Pictures must be kept out of the copy. Every entry is to be duplicated exactly.

(PROVIDED DATA):
----
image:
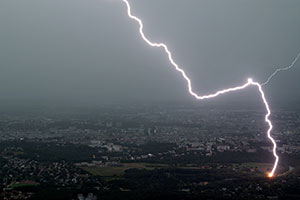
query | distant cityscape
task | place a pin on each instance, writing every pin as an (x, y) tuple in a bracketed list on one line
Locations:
[(101, 153)]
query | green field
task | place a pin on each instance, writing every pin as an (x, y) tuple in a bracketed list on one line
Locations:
[(109, 171)]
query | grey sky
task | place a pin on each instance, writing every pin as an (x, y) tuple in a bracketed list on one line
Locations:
[(90, 51)]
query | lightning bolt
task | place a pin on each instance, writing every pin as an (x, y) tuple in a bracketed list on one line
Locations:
[(279, 70), (250, 82)]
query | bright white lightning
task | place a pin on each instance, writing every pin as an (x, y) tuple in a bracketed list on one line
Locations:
[(250, 82), (280, 69)]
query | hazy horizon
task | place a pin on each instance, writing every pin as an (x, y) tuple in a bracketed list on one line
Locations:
[(89, 52)]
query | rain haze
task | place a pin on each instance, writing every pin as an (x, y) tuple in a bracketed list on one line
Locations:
[(90, 52)]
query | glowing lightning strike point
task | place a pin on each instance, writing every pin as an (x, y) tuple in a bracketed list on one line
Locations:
----
(EXPECTED OUTPUT):
image:
query | distant cityscape
task | place a pin on each instance, writing every pin as an (x, y) tuple in a bracketed list on one line
Locations:
[(101, 153)]
query | green field
task | place a pin on each instance, writing every pin as an (x, y) tuple in a bracketed list on one line
Locations:
[(109, 171)]
query | grey sky
task | place a pin on each instance, writing every pin as an (x, y) tuple in a bracketed list on one line
Locations:
[(90, 51)]
query | lightning bolt
task | place a pin on each instance, writing every pin as an (x, y) tuple in a bracketed list on one line
Locations:
[(279, 70), (250, 82)]
query | bright white lightning
task | place a pin on each instance, writing every pin as an (x, y) tuple in a bracketed list on one line
Locations:
[(250, 82), (280, 69)]
query | hazy horizon
task | place a pin on each instance, writing every pin as an (x, y) tuple in a bracketed list on one line
Locations:
[(89, 52)]
query | rain haze
task | place a pin on each instance, writing every pin as an (x, y) tuple in a bracketed list on one line
Locations:
[(90, 52)]
query | glowing lightning strike point
task | place a pin on each instance, writing every pin as an (x, y) tuple in a bracketed list on one line
Locations:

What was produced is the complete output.